*DATA:*

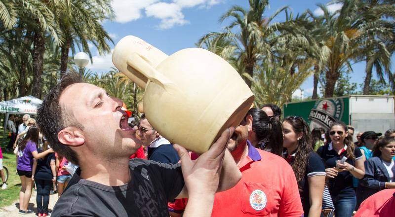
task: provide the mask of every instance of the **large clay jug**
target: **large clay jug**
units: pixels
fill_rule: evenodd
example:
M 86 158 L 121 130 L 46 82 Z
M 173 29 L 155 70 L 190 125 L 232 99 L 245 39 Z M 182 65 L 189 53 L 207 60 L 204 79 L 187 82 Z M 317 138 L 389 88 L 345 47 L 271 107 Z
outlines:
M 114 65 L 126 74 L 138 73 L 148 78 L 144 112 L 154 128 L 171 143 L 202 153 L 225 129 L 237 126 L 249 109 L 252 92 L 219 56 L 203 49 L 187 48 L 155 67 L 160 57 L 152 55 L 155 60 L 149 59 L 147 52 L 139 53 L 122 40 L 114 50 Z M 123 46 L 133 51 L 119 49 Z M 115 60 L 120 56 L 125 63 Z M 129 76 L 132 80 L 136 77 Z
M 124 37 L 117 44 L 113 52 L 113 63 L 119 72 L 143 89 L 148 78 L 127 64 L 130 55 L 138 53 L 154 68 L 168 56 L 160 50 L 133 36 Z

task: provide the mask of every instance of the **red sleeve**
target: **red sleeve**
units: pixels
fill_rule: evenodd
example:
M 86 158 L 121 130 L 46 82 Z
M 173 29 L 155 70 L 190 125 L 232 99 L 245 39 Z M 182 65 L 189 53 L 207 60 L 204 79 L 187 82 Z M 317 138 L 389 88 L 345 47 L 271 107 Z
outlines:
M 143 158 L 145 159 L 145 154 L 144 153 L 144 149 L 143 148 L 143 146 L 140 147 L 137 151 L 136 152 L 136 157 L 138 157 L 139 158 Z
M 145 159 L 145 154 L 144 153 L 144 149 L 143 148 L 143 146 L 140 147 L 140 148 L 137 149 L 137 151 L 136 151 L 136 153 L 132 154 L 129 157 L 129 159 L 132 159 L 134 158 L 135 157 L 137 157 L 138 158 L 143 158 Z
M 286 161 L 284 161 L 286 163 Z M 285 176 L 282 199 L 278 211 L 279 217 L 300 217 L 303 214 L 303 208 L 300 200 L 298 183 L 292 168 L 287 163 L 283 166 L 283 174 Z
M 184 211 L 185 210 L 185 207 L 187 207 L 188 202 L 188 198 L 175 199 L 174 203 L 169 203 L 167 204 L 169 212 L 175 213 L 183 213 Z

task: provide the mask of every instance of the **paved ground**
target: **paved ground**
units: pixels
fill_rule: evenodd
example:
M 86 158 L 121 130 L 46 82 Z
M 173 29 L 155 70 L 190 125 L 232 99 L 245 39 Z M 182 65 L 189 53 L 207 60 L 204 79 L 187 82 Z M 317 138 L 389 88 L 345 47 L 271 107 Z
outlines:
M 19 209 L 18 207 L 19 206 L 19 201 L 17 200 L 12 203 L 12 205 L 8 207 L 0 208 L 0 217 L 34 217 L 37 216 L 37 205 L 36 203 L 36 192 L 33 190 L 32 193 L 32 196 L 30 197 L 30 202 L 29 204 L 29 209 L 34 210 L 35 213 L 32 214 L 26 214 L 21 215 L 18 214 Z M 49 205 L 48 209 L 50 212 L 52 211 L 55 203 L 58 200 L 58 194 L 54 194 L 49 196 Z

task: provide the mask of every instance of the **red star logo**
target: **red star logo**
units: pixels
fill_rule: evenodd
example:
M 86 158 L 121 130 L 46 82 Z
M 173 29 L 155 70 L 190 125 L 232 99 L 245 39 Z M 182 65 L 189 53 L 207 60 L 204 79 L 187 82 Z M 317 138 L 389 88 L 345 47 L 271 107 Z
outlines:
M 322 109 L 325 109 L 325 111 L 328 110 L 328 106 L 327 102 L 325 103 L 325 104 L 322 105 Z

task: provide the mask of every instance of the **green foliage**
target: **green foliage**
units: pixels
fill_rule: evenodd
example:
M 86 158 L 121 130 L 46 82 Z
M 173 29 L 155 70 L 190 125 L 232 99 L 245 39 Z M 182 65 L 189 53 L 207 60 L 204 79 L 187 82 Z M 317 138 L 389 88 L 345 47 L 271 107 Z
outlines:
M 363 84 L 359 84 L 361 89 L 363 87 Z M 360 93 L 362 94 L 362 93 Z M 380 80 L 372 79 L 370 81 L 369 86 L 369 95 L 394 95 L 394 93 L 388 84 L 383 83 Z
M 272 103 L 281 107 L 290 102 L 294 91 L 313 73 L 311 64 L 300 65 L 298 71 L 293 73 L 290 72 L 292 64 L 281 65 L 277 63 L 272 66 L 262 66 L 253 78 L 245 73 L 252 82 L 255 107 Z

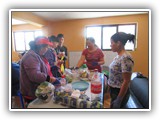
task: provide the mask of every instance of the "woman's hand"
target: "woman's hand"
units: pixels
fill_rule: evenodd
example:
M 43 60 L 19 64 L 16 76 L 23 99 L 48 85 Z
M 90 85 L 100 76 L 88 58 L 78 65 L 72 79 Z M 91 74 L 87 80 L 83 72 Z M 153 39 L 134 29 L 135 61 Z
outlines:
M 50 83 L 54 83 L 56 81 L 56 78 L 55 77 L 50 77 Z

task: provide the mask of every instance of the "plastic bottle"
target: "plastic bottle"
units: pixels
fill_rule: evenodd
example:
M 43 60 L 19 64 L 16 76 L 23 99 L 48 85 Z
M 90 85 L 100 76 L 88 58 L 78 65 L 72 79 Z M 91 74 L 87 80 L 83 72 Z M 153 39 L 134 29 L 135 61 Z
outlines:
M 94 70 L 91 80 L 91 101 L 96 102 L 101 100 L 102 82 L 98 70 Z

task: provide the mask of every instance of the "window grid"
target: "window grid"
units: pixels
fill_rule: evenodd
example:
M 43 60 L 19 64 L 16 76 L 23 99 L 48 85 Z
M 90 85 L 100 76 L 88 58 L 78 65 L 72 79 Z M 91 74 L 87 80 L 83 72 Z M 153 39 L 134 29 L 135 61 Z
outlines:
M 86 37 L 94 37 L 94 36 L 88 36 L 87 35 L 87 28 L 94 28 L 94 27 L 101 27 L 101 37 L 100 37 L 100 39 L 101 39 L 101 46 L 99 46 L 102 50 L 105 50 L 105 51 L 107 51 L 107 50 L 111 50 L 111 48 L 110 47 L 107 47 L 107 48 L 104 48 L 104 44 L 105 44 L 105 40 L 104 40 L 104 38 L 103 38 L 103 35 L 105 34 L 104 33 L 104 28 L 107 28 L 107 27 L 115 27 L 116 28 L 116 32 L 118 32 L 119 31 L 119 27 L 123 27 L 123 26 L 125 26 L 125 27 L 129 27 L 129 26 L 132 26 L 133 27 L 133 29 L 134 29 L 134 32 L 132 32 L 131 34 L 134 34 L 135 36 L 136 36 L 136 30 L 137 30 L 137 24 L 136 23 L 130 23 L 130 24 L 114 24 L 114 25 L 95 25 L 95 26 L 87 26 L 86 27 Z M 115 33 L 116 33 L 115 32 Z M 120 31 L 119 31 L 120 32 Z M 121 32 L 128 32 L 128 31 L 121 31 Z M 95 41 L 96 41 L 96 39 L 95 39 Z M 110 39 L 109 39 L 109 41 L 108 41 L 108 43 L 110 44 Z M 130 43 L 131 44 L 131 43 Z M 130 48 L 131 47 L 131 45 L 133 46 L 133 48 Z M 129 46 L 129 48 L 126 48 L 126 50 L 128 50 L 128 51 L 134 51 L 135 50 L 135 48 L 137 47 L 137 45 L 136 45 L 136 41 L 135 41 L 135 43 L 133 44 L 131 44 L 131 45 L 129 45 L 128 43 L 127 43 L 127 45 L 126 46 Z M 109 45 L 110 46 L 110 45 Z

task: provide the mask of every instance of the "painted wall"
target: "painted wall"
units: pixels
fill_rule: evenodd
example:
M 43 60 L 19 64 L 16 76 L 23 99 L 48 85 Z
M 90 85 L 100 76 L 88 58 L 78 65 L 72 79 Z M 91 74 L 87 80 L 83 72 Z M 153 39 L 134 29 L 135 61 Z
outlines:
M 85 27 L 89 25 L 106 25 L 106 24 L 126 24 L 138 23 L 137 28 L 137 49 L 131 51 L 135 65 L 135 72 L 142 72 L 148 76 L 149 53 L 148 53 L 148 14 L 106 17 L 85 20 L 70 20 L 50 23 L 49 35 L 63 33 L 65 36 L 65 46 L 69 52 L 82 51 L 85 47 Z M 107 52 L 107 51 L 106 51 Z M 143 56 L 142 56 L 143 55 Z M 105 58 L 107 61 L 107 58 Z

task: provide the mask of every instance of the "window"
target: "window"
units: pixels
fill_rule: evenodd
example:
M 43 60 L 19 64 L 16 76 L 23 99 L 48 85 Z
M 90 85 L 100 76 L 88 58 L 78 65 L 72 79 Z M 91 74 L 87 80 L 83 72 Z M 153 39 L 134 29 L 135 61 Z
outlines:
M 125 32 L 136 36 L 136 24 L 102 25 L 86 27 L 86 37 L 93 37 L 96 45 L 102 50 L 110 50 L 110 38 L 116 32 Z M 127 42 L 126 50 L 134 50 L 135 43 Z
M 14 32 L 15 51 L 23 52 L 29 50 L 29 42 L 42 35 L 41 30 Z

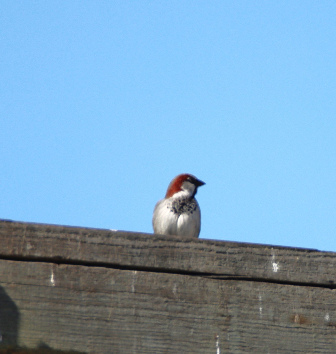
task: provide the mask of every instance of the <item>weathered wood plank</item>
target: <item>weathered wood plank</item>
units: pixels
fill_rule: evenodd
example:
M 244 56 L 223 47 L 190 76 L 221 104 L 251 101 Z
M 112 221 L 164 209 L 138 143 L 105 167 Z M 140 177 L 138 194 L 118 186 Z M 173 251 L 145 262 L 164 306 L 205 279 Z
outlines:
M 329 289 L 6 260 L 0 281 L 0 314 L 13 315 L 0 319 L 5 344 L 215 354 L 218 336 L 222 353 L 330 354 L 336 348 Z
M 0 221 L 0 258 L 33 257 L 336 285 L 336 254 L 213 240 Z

*GIVEN INSTRUCTION:* Please rewrite the lines in the stretch from the start through the line containing "M 124 37 L 117", replacing "large clay jug" with "clay water jug" and changing nothing else. Leave out the pictures.

*REPLY TO THE EXERCISE:*
task: provide the mask of every instance of the **clay water jug**
target: **clay water jug**
units: pixels
fill_rule: evenodd
example:
M 86 158 L 121 130 L 46 82 Z
M 173 29 L 155 70 L 190 125 L 232 99 L 245 39 Z M 182 65 L 189 53 L 207 60 L 204 79 L 187 82 Z M 317 138 L 389 88 L 345 47 L 271 107 Z
outlines:
M 114 65 L 126 74 L 138 73 L 148 78 L 144 112 L 154 128 L 171 143 L 202 153 L 225 129 L 237 126 L 249 109 L 252 92 L 219 56 L 203 49 L 187 48 L 155 67 L 160 57 L 152 55 L 155 60 L 149 59 L 147 52 L 139 53 L 122 40 L 114 50 Z M 123 46 L 133 51 L 119 49 Z M 115 60 L 120 56 L 125 63 Z M 129 76 L 132 80 L 136 77 Z
M 124 37 L 117 44 L 113 52 L 113 63 L 119 72 L 143 89 L 148 78 L 127 64 L 130 55 L 138 53 L 154 68 L 168 56 L 160 50 L 133 36 Z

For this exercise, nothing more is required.